EXERCISE DETAILS
Reproduce the records below in their entirety, exactly as shown.

STORED DATA
────────────────

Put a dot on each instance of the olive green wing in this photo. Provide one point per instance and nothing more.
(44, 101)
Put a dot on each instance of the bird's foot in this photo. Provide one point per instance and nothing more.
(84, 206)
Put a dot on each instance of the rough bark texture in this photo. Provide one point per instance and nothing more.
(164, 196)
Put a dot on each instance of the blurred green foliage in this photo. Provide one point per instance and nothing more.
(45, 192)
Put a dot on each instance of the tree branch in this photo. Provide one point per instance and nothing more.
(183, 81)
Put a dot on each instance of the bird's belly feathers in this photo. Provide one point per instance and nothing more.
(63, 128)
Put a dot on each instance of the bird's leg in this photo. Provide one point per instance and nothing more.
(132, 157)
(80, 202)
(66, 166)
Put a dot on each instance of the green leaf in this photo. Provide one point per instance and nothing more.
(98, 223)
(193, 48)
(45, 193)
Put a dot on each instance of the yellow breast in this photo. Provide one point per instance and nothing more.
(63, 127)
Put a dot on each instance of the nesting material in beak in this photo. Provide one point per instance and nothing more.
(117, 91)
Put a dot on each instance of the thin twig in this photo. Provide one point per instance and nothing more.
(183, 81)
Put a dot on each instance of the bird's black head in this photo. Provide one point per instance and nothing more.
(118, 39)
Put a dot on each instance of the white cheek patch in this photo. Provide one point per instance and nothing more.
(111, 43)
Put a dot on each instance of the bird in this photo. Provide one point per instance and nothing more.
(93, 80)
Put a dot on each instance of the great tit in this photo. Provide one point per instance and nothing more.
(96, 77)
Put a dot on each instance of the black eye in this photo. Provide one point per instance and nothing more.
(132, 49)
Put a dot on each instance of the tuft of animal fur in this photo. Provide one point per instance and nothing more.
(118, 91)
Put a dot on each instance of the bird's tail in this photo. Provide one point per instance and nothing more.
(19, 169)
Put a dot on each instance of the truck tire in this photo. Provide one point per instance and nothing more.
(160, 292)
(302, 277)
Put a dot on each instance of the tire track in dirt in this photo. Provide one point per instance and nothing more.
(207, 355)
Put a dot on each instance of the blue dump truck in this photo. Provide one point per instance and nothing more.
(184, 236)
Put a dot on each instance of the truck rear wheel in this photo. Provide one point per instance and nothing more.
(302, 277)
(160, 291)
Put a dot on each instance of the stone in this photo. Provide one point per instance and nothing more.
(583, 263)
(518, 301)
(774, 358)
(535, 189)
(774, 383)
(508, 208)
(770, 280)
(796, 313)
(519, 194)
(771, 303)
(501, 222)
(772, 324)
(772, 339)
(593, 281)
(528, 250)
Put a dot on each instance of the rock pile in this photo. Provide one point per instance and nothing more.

────────────────

RESPONSE TO THE EXERCISE
Put a dot on each instance of the olive green wing in this photo. Provide one point per instance and nothing more.
(44, 101)
Put a dot on each instance of the bird's foot in this photo. Provide one point per instance and nothing more.
(84, 206)
Put a dot on each instance of the rough bark texture in this photo. Provide one point per instance and nothing more.
(164, 196)
Put a dot on each instance of the blurred green foliage in this photo. Provide one point per instance and nothing more.
(45, 192)
Put a dot on each instance of the tree branch in this photo. Provide one point per instance and nothing more.
(183, 81)
Put a dot on each instance of the bird's belly feathers in this photo. Provide one point per instance and nothing more.
(63, 128)
Put a dot on each instance of the bird's leg in this photo. Provide one point per instance and nothing more.
(132, 157)
(80, 202)
(66, 166)
Put a dot on each instance of the green leaf in this photo. Provide one point per instance and nothing more.
(98, 223)
(193, 48)
(45, 193)
Put a dot on each instance of the yellow breast in this photo. Provide one point per instance and nothing more.
(63, 127)
Put a dot on each instance of the nesting material in beak in this photo. Provide one point per instance and nothing more.
(117, 91)
Put a dot on each instance of the thin twig in this photo. Provide one point per instance and nothing more.
(183, 81)
Put a dot on each instance of the bird's black head in this photo. Provide one point per instance and nothing more.
(118, 39)
Put a dot on each instance of the white cheek patch in this photo. Provide one point per instance and nothing more.
(111, 43)
Put a dot on each instance of the bird in this photo. Provide one point per instance and nothing more.
(93, 80)
Put a dot on each instance of the great tit in this photo. Provide one point per instance and nothing more.
(96, 77)
Put a dot on each instance of the black eye in this photo. Provide one point per instance and nothing more.
(132, 49)
Put a dot on each instance of the tuft of animal fur in this photo. Provide one point per instance and nothing more.
(118, 91)
Put a dot on each instance of the bird's tail in this photo. Provide one point per instance and nothing more.
(19, 169)
Put a dot on each instance of the truck tire in this photo. Provide one point per instance and nothing more.
(160, 292)
(302, 277)
Put a dot on each instance of the tire track in dirt in this photo. Provide one point per instance and nothing more.
(207, 355)
Put a dot on each instance of the blue dump truck in this photo. Provide one point per instance and nothing more.
(184, 236)
Put a dot on each instance of the truck rear wheel in this photo. Provide one point per instance and nothing more.
(302, 277)
(160, 291)
Put a dot on each instance of the stone in this photo. Provide one point per instance and nothing more.
(583, 263)
(518, 301)
(774, 358)
(535, 189)
(774, 383)
(508, 208)
(770, 280)
(796, 313)
(519, 194)
(771, 303)
(501, 222)
(772, 324)
(772, 339)
(593, 281)
(528, 250)
Put a dot on each instance of the rock pile in this photo. Provide one point per instance and nothing more.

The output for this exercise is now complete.